▸ **TEXT BLOCK**:

* * *

A Lovely Day: A new documentary highlights Hip-Hop therapy in local high schools
on October 11, 2012
In 2009, Tomás Alvarez III sat at his desk as a group of nine teenagers filed into his classroom at Oakland High School. This was the fifth year of his Beats, Rhymes and Life program, which uses hip-hop music as a form of therapy for at-risk teenagers. Alvarez began the class in the usual fashion, playing instrumental beats on a boom box. As the class gathered in a circle and began to freestyle, Alvarez recalls, he recognized something particularly special in the class of 2009 –who would go on to become the focus of “A Lovely Day,” a new documentary that will be shown in sneak preview in Oakland tonight.
Two years earlier, Alvarez had met a documentary filmmaker named Kerri Gawryn at an art gallery in San Francisco. Gawryn was throwing a party to raise funds for her latest project, which involved youth and hip-hop. As she wriggled her way through the dancing crowd, she bumped into Alvarez and dropped a flyer into his hands. He leaned in and exclaimed, “This sounds like you’re trying to make a film on what I do!”
Gawryn was intrigued. “I was interested in working with them because Beats, Rhymes and Life has this therapeutic background,” Gawryn said in a phone interview this week. “What Tomás created is a connection to art and music which has an incredibly positive effect on young people.”

* * *

▸ **EXERCISE DATA**:

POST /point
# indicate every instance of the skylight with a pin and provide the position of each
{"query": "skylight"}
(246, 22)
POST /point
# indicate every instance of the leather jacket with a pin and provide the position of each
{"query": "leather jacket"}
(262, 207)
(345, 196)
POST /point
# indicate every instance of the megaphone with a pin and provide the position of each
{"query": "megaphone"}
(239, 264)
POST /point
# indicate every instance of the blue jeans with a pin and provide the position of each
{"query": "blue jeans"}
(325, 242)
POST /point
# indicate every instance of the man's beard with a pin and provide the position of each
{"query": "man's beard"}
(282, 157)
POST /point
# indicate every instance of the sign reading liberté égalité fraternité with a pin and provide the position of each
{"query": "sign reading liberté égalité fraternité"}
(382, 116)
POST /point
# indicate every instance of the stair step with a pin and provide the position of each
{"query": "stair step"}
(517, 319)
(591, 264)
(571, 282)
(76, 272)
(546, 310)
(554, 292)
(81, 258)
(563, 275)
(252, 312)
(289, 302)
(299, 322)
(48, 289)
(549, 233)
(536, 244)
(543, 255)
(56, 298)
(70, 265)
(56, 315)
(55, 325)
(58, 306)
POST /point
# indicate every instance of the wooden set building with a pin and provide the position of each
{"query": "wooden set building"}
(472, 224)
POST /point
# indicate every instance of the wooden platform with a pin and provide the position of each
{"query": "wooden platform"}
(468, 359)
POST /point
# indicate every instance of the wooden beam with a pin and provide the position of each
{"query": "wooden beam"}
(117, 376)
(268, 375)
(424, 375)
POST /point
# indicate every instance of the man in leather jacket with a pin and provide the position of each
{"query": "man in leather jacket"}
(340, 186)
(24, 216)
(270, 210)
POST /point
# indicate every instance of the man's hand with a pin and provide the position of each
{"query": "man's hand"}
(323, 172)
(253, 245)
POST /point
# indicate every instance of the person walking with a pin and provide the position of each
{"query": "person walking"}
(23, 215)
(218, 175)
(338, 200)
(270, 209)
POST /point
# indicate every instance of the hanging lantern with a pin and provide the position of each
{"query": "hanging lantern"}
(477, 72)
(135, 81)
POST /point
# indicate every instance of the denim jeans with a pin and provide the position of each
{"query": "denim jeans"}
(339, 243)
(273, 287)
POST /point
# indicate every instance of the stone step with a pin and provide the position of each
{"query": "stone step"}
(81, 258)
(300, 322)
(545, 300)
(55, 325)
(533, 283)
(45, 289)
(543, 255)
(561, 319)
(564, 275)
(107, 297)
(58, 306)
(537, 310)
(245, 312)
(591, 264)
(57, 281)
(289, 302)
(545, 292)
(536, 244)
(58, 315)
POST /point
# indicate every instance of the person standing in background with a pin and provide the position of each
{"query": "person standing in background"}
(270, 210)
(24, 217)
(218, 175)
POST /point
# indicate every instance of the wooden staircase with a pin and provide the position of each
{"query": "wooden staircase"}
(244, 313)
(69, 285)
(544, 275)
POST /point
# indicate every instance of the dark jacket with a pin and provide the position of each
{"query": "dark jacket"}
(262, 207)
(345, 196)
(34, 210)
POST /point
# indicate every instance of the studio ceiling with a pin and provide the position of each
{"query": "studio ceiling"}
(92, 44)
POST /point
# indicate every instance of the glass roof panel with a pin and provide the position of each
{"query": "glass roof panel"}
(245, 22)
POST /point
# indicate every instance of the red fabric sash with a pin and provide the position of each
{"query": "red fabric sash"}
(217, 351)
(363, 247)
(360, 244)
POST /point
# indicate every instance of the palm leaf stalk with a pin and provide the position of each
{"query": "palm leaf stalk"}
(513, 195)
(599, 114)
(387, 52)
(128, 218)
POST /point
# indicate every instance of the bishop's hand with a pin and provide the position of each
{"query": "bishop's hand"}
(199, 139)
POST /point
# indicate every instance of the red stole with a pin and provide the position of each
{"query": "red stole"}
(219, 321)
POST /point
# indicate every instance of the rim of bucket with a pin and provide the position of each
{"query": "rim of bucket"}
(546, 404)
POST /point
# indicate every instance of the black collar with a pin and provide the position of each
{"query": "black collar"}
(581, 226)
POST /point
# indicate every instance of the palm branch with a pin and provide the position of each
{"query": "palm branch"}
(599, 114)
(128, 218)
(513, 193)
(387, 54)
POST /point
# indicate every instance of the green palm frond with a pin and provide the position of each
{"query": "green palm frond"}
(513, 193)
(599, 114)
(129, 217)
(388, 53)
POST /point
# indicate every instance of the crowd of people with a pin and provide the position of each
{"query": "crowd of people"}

* * *

▸ **INSTRUCTIONS TO FOLLOW**: Reproduce the passage in the hip-hop therapy article from "A Lovely Day: A" down to "in Oakland tonight.", word for word. The items come from a separate source that has no connection to the article.

▸ **EXERCISE OUTPUT**:
A Lovely Day: A new documentary highlights Hip-Hop therapy in local high schools
on October 11, 2012
In 2009, Tomás Alvarez III sat at his desk as a group of nine teenagers filed into his classroom at Oakland High School. This was the fifth year of his Beats, Rhymes and Life program, which uses hip-hop music as a form of therapy for at-risk teenagers. Alvarez began the class in the usual fashion, playing instrumental beats on a boom box. As the class gathered in a circle and began to freestyle, Alvarez recalls, he recognized something particularly special in the class of 2009 –who would go on to become the focus of “A Lovely Day,” a new documentary that will be shown in sneak preview in Oakland tonight.